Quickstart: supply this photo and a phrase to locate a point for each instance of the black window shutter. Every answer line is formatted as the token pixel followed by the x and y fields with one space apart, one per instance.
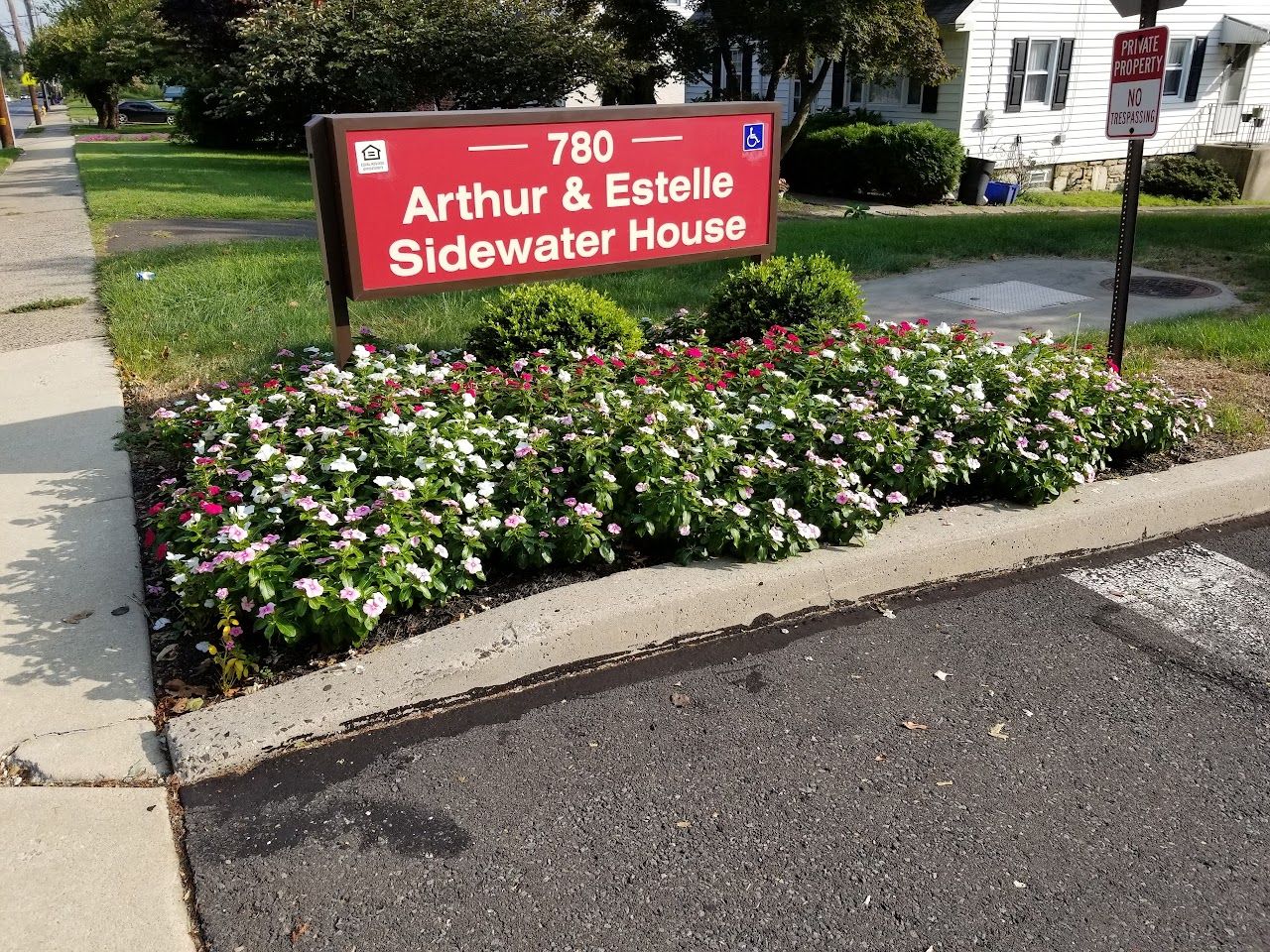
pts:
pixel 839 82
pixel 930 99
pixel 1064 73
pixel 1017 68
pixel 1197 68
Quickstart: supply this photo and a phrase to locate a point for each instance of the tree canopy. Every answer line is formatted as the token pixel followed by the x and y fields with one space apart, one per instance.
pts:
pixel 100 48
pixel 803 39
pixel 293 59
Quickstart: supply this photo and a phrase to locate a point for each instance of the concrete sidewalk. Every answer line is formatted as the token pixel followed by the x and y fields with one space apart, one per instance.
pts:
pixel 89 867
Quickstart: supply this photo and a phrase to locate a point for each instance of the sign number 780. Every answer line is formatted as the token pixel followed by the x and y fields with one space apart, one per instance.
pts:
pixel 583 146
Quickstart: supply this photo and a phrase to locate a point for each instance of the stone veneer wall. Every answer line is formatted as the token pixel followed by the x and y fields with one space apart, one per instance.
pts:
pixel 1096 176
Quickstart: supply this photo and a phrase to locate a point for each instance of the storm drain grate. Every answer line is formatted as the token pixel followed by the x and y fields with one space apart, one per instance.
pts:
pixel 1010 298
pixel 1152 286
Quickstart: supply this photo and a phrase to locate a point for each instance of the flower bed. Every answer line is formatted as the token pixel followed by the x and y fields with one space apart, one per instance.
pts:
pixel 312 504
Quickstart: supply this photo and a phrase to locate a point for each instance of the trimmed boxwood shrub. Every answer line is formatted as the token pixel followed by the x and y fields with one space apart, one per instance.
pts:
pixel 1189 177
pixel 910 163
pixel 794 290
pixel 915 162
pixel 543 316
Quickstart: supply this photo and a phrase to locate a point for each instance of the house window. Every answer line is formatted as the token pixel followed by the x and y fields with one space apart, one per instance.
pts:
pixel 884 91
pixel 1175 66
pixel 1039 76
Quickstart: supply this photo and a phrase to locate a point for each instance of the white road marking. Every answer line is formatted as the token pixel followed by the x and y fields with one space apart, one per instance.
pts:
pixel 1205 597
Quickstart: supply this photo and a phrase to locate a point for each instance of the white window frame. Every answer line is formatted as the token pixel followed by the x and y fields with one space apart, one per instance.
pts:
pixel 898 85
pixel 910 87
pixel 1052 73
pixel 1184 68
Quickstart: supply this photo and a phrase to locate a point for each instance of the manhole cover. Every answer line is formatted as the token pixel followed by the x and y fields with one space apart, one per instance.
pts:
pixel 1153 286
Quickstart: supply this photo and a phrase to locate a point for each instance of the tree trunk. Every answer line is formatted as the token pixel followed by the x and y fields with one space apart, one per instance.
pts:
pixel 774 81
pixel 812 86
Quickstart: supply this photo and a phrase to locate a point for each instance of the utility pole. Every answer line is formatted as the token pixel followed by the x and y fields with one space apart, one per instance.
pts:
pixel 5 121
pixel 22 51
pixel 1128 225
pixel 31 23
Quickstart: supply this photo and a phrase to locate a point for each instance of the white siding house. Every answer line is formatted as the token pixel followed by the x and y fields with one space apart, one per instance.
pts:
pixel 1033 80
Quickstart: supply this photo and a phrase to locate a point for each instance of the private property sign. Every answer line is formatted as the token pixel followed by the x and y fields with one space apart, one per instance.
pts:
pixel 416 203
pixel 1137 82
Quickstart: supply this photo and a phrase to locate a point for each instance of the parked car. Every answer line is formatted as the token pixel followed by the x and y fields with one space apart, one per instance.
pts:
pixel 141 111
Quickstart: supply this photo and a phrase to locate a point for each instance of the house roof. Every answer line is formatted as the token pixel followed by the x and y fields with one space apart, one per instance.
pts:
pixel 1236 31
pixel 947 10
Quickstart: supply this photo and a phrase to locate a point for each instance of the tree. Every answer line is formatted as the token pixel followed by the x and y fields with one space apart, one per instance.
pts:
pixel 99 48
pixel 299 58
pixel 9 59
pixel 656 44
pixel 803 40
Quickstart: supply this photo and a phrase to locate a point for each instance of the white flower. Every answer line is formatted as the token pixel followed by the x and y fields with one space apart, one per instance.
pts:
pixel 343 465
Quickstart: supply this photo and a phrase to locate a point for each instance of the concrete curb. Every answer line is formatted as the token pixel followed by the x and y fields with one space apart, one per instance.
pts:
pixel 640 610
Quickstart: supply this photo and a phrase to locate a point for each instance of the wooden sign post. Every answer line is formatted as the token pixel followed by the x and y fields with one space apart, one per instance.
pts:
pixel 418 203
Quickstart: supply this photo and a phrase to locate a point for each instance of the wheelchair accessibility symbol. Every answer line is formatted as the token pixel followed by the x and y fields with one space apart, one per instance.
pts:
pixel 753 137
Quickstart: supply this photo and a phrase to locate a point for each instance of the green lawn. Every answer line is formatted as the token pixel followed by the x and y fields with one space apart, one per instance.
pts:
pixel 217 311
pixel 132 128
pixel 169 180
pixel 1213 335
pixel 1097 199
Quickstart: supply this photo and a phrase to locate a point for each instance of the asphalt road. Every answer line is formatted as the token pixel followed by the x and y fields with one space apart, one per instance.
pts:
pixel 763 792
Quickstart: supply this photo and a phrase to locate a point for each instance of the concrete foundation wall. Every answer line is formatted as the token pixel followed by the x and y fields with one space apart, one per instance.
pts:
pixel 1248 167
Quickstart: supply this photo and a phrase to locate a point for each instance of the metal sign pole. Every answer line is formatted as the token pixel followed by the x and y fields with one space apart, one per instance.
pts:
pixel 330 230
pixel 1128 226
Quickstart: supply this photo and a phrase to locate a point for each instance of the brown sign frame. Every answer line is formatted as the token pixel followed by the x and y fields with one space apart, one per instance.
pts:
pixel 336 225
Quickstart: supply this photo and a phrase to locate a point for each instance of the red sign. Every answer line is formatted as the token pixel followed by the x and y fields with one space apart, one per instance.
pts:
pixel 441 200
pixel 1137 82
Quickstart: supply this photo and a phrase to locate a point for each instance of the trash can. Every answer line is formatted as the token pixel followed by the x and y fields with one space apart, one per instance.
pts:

______________________________

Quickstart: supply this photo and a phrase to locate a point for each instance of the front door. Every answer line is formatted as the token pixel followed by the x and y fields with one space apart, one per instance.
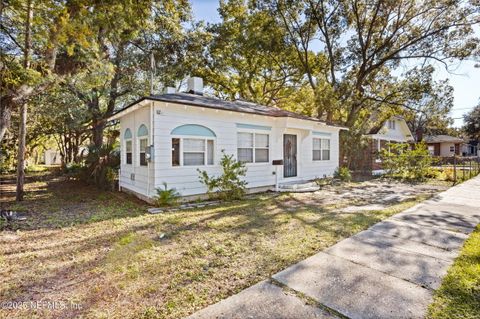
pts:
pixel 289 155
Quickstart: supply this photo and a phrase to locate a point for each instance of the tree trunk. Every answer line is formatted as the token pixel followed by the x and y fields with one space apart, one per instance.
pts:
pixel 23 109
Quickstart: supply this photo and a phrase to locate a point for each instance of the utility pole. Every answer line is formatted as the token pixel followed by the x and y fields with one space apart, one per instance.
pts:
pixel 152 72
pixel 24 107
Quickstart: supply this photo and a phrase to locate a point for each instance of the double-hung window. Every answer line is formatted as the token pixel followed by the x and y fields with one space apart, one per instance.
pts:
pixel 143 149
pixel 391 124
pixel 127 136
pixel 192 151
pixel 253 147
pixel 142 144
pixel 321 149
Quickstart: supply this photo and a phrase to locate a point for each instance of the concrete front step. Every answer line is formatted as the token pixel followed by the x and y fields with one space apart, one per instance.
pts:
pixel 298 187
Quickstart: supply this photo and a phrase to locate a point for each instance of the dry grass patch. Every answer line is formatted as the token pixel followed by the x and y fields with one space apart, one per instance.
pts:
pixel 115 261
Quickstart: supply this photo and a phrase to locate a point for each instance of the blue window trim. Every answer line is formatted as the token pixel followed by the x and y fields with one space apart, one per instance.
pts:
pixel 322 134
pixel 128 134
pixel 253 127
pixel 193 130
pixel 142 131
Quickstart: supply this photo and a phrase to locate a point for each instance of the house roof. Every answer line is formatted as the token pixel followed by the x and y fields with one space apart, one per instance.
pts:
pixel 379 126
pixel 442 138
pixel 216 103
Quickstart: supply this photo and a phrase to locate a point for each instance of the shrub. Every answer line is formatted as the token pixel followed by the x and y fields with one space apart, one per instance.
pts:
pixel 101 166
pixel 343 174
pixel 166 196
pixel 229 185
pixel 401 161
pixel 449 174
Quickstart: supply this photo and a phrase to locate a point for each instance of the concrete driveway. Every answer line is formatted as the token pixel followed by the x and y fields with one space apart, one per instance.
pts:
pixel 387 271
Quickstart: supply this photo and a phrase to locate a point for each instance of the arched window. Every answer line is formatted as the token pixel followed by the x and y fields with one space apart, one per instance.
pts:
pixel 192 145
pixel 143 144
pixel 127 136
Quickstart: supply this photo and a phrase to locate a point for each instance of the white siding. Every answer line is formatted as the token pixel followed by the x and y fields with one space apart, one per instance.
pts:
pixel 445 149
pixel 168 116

______________________________

Exercise objective
Find the string "white" in the records, then copy each line where it occurs.

Task answer
Quickstart: supply this photo and a phrase to locate a point for each instance of the white road marking. Every answer line is formatted as the token pixel followed by the x and y fields with one space apart, one per instance.
Quickstart: supply this photo and a phrase to locate a point for each instance of the white window frame. Every answer line is formatted as the token pixel followed by the x and y fields with one space apart, one per instance.
Quickstart: supply this photo and a phrase to locate a point for each instance of the white siding house. Every answer line is formatted as the token pixel followed by the x and y fields with one space apart, one per instance.
Quickstart: supply this photo and a phrase to locate a point for each instance of the white flower. Every answer line is formatted as the token pixel followed by the x and y fields with one space apart, one per instance.
Quickstart: supply this photo and a phrase to locate a point for each instance of the white siding. Every answer line is formatted as the token pixel followed by the x and y fields with one space apart, one per instance.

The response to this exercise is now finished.